Wednesday night, a SpaceX rocket launched four astronauts into orbit, including the 600th person to reach space in the last 60 years.
The flight was repeatedly delayed just two days after SpaceX returned four other astronauts from the International Space Station. They were supposed to be up there to greet the newcomers, but NASA and SpaceX decided to change the order based on Monday’s ideal recovery weather in the Gulf of Mexico.
“It was a fantastic ride, better than we could have hoped for,” mission commander Raja Chari said after the spacecraft entered orbit.
According to NASA, Matthias Maurer of Germany claimed the No. 600 position based on his mission assignment. He and his three NASA crewmates should arrive at the space station in less than 24 hours, despite being more than a week late.

———

Apply what you read:
#1 Please transcribe the passage on the SpaceX crew launch, beginning at the words "The flight was" and stopping after "spacecraft entered orbit.".
#2 Pick up the passage on the SpaceX crew launch after its final sentence and keep writing it.
The rows play no part in any of this.

Dataset items
———

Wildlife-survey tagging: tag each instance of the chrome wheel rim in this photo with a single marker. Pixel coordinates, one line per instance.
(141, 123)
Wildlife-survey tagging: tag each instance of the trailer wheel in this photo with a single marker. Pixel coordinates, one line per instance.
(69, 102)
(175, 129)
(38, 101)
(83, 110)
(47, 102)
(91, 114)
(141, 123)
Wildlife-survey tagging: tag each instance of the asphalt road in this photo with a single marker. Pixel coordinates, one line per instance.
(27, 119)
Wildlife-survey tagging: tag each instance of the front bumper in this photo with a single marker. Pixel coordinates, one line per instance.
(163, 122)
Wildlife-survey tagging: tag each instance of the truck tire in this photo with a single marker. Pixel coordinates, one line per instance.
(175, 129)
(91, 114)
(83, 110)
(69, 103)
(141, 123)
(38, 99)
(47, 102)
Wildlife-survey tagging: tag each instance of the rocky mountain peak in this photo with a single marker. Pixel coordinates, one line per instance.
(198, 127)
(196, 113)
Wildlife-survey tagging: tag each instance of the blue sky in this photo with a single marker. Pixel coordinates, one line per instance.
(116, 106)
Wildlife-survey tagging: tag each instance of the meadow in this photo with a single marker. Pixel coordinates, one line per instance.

———

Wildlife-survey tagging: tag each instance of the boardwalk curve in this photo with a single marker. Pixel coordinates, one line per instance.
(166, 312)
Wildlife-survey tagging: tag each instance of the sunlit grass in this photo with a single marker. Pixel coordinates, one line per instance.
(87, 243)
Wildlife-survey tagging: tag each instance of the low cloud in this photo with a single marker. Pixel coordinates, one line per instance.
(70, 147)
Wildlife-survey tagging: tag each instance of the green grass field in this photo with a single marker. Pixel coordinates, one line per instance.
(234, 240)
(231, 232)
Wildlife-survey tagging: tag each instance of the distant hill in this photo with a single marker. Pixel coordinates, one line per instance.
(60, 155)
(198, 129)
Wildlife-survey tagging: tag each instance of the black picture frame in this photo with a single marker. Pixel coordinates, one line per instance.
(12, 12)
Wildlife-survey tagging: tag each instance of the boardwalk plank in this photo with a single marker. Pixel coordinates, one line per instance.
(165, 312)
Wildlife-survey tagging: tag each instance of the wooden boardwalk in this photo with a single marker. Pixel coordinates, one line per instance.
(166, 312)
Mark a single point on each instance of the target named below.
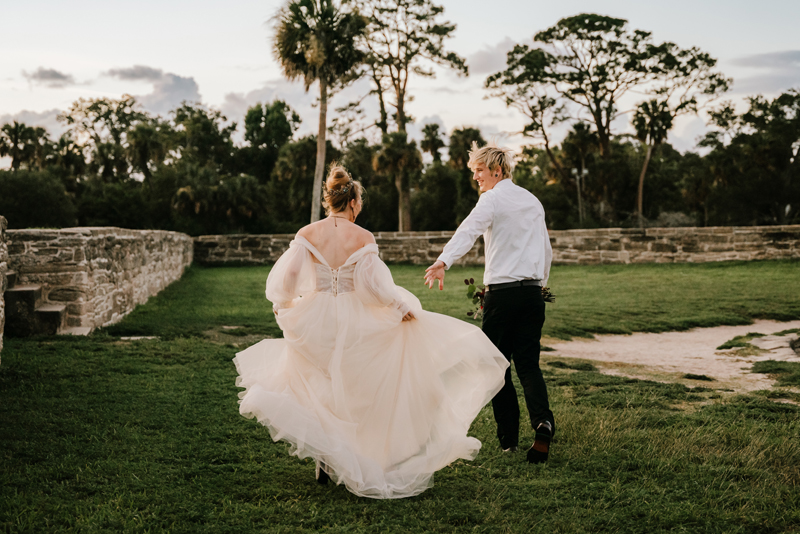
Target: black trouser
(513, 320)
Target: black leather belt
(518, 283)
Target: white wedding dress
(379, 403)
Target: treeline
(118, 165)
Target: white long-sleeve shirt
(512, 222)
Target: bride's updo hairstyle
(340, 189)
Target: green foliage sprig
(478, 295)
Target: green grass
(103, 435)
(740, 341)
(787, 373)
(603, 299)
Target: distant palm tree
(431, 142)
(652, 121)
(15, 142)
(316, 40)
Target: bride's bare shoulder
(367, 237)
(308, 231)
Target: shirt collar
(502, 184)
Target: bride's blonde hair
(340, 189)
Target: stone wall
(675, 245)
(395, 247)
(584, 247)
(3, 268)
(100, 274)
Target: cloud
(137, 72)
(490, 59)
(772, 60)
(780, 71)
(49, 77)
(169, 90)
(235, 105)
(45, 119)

———

Results by task:
#1
The flight was repeatedly delayed just two days after SpaceX returned four other astronauts from the International Space Station. They were supposed to be up there to greet the newcomers, but NASA and SpaceX decided to change the order based on Monday’s ideal recovery weather in the Gulf of Mexico.
“It was a fantastic ride, better than we could have hoped for,” mission commander Raja Chari said after the spacecraft entered orbit.

#2
One of the astronauts — NASA won’t say which one — was forced to withdraw from the mission last week due to an undisclosed medical issue. According to NASA, the crew member has fully recovered. Officials will not say whether it was an illness or an injury, but they will say it was not COVID-19.
The weather also played a role in their flight delays.
It was raining when the four astronauts said their goodbyes to their families on Wednesday night, and they were holding umbrellas over their heads. Weather forecasters predicted that the weather would improve, and it did.
The 600 travelers range from those who have only just touched down in space, such as actor William Shatner last month, to US and Russian astronauts who have spent a year or more in orbit. This year’s surge in space tourists helped push the total past 600.
Since Yuri Gagarin’s pioneering flight in 1961, this has averaged out to 10 people per year, according to Maurer.
“But I think in a few years, we’ll see an exponential rise in that one because we’re now entering the era of commercial spaceflight,” he said.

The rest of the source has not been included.